### Material for this exercise

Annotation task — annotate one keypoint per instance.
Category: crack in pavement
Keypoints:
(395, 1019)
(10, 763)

######

→ Action item
Nothing but an exact repetition of the entries is expected here.

→ Exercise answer
Annotation task — annotate one keypoint per instance.
Category: crack in pavement
Keypoints:
(395, 1019)
(10, 763)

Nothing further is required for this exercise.